* TASK: Turn every line of the listing below into a numbered list, skipping any blank lines. Leave the pictures out of your answer.

(Data taken from a collection)
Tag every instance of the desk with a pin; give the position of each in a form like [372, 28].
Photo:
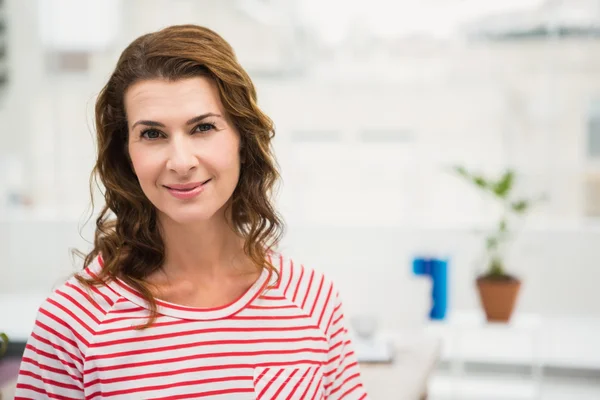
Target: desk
[407, 377]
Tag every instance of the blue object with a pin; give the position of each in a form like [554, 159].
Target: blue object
[437, 269]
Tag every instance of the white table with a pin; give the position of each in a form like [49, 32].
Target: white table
[407, 377]
[468, 337]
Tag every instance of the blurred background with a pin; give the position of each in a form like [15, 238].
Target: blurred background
[374, 104]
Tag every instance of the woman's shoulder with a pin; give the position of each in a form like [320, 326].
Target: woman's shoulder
[300, 282]
[75, 304]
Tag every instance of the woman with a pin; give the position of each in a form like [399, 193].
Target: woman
[182, 296]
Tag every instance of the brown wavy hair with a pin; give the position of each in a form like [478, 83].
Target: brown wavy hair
[127, 234]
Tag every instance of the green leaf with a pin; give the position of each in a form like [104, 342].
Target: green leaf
[480, 181]
[504, 185]
[520, 206]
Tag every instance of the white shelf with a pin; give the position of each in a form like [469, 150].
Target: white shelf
[529, 339]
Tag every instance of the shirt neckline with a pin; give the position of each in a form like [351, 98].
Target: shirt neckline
[193, 313]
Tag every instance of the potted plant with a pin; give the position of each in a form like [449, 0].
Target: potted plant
[498, 289]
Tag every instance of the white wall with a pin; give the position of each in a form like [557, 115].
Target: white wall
[351, 205]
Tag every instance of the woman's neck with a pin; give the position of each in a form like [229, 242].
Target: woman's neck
[203, 253]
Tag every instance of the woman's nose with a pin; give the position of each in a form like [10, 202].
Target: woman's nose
[182, 158]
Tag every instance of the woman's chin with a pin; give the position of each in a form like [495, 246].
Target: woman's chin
[188, 217]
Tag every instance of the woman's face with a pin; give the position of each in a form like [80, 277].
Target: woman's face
[184, 150]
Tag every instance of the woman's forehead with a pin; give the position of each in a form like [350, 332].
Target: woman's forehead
[181, 99]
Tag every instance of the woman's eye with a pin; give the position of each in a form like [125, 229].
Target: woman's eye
[205, 127]
[151, 134]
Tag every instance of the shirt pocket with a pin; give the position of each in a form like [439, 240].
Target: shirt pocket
[288, 383]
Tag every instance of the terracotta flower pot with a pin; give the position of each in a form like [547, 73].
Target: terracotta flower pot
[498, 297]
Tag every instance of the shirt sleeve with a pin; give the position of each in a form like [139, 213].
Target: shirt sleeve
[52, 362]
[342, 374]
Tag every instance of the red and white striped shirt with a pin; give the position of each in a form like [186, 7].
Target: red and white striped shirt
[284, 342]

* SOLUTION FOR THIS EXERCISE:
1. Tag every instance of the desk with a pin; give the position of each in a form like [372, 28].
2. Photo:
3. Target: desk
4. [407, 377]
5. Tag every instance of the blue object with a pin; give the position of each in a form like [554, 159].
6. Target: blue object
7. [437, 269]
8. Tag every instance of the white table with a pin; give the position of each in a form like [49, 32].
9. Target: white table
10. [407, 377]
11. [468, 337]
12. Tag every instance of the blurred background with a pin; give the position of each in a form like [15, 238].
13. Target: blurred background
14. [374, 104]
15. Tag every instance of the woman's shoulder with a pin; give the position of each in a form like [320, 326].
16. Target: woman's shoulder
17. [300, 282]
18. [75, 304]
19. Tag every instance of the woman with a pin; give the position of each in a form like [399, 193].
20. Target: woman
21. [182, 296]
22. Tag every instance of the brown wavy hair with a pin; give the position of each in a form like [478, 83].
23. Target: brown wavy hair
24. [127, 234]
25. Tag every instance of the green leaf with a pin; give the position of each in a form like [104, 342].
26. Target: green leaf
27. [480, 181]
28. [504, 185]
29. [520, 206]
30. Tag every instance of the white shelf with a pin; give the position of each in a form like [469, 150].
31. Target: white shelf
32. [529, 339]
33. Tag every instance of the shirt neckline with a pin; give the position of each in a form like [351, 98].
34. Target: shirt neckline
35. [193, 313]
36. Tag every instance of the potted plant with a pin; give the position of each in a form like [449, 0].
37. Target: potted plant
38. [498, 289]
39. Tag every instance of the white wall with a pin; give the position of each in a form like [557, 115].
40. Target: white wall
41. [351, 205]
42. Tag every instance of the woman's neck with a pin; give the position of each in a form like [229, 242].
43. Target: woman's neck
44. [203, 253]
45. Tag every instance of the woman's nose with a pin; give the position of each in a form like [10, 202].
46. Target: woman's nose
47. [182, 158]
48. Tag every instance of the woman's chin with a pin; give the position of each in a form like [495, 246].
49. Target: woman's chin
50. [188, 217]
51. Tag every instance of the woman's face with a pin; give the position of each in a form like [80, 277].
52. Target: woman's face
53. [184, 150]
54. Tag every instance of the woman's forehead with a pin; give the position of each in a form like [350, 332].
55. Target: woman's forehead
56. [181, 99]
57. Tag every instance of the woman's eye with a pin; give the position of each in a form like [125, 229].
58. Target: woman's eye
59. [205, 127]
60. [151, 134]
61. Tag every instance of the shirt pocket with a pin; give the position of each in a form like [439, 240].
62. Target: shirt pocket
63. [288, 383]
64. Tag every instance of the terracotta flower pot with a pin; give the position of each in a form like [547, 73].
65. Target: terracotta flower pot
66. [498, 297]
67. Tag every instance of the shirt sleeve with a pin; give the position of each in a form like [139, 213].
68. Target: shirt sleeve
69. [52, 362]
70. [342, 374]
71. Tag every instance of the red and white striped shirt with a pin; give the position of each in a form like [186, 7].
72. Target: red and white striped shirt
73. [284, 342]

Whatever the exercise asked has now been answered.